Тем более что где-то там – в Италии, Швеции, Европе – с Пастернаком происходило нечто небывалое. Дело шло о присуждении ему Нобелевской премии, и ветер подымался нешуточный. Но в первое наше с Ирой блаженное коктебельское лето ни о чем таком не подозревалось – каша заваривалась как бы в другом измерении, на далеких литературно-политических небесах.
Среди разнообразных приобретенных в Коктебеле знакомых, преимущественно литературного склада, был наш ровесник, итальянец Эцио Ферреро, изучавший русский язык. Я больше никогда не встречал его, но хорошо помню его точеное лицо и стройную фигуру. Виделись мы в основном на пляже, куда он приносил солидное, в твердом переплете, с портретом, двуязычное издание стихов Пастернака, на левой странице по-русски, на правой по-итальянски. Я заглядывал туда через его плечо, систематического чтения предпринимать не думал, но Эцио иногда обращался ко мне за разъяснением трудных мест, и вдруг оказывалось, что ничего трудного там нет, все ясно, даже если не всегда понятно.
Вспомнились мамины слова о том, что поэзию не читают – ее почитывают. Нецелевое, необязательное – выражаясь университетским языком, факультативное – почитывание вдруг принесло результаты. Недаром текст, листаемый то ли человеком на ветру, то ли самим ветром, – излюбленный мотив Пастернака, начиная с незавершенного раннего отрывка: Как читать мне?! Оплыли слова… Чьей задувшею далью сквожу я?.. Гонит мною страницу чужую. Не то чтобы из итальянского тома прямо-таки подуло, но, видимо, сложилось некое счастливое соответствие между вокзалами, пейзажами и ветрами внутри него и вокруг, и он внезапно ожил, забормотал, запа́х.

┄┄┄┄┄┄

ЗАДАНИЕ A:
Перечислите всех людей, которые названы по имени или фамилии в тексте о коктебельском лете и стихах Пастернака.

┄┄┄┄┄┄

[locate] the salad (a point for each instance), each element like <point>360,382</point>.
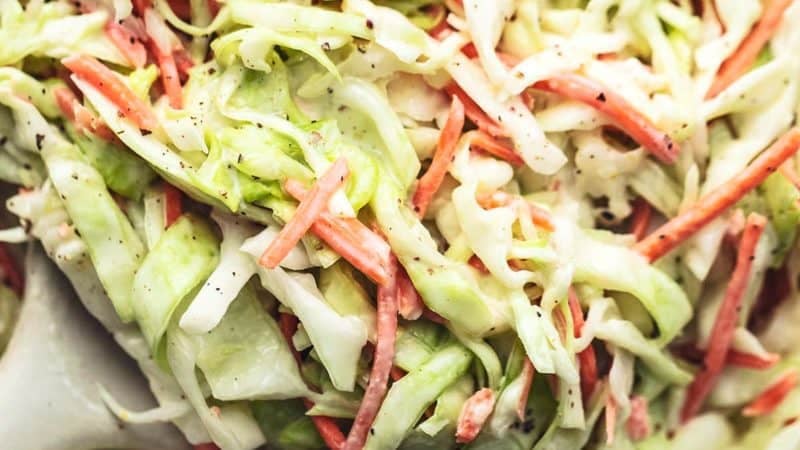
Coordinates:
<point>416,224</point>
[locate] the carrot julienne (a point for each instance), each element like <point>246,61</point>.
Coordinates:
<point>772,396</point>
<point>611,419</point>
<point>638,423</point>
<point>587,360</point>
<point>750,360</point>
<point>528,372</point>
<point>474,113</point>
<point>681,227</point>
<point>605,100</point>
<point>354,241</point>
<point>104,80</point>
<point>492,146</point>
<point>172,204</point>
<point>409,302</point>
<point>381,364</point>
<point>309,210</point>
<point>445,151</point>
<point>473,415</point>
<point>722,332</point>
<point>746,54</point>
<point>326,426</point>
<point>84,120</point>
<point>640,221</point>
<point>126,42</point>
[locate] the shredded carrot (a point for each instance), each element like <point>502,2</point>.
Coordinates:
<point>605,100</point>
<point>140,6</point>
<point>473,415</point>
<point>84,120</point>
<point>183,61</point>
<point>640,221</point>
<point>750,360</point>
<point>638,424</point>
<point>326,426</point>
<point>181,8</point>
<point>611,419</point>
<point>722,333</point>
<point>381,364</point>
<point>742,59</point>
<point>445,151</point>
<point>9,272</point>
<point>288,325</point>
<point>474,113</point>
<point>309,210</point>
<point>767,401</point>
<point>104,80</point>
<point>691,353</point>
<point>170,78</point>
<point>539,216</point>
<point>788,171</point>
<point>364,249</point>
<point>172,204</point>
<point>587,359</point>
<point>130,47</point>
<point>681,227</point>
<point>396,373</point>
<point>528,372</point>
<point>409,302</point>
<point>207,446</point>
<point>494,147</point>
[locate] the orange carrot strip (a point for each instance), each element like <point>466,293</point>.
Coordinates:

┄┄┄┄┄┄

ЗАДАНИЕ B:
Преобразуйте строки записей от строки с «[locate] the shredded» до строки с «<point>722,333</point>» включительно в таблицу Markdown со столбцами «№» и «Строка записи». Пустые строки пропустите.

РЕШЕНИЕ A:
Пастернак, Ира, Эцио Ферреро.

РЕШЕНИЕ B:
| № | Строка записи |
|---|---|
| 1 | [locate] the shredded carrot (a point for each instance), each element like <point>502,2</point>. |
| 2 | Coordinates: |
| 3 | <point>605,100</point> |
| 4 | <point>140,6</point> |
| 5 | <point>473,415</point> |
| 6 | <point>84,120</point> |
| 7 | <point>183,61</point> |
| 8 | <point>640,221</point> |
| 9 | <point>750,360</point> |
| 10 | <point>638,424</point> |
| 11 | <point>326,426</point> |
| 12 | <point>181,8</point> |
| 13 | <point>611,419</point> |
| 14 | <point>722,333</point> |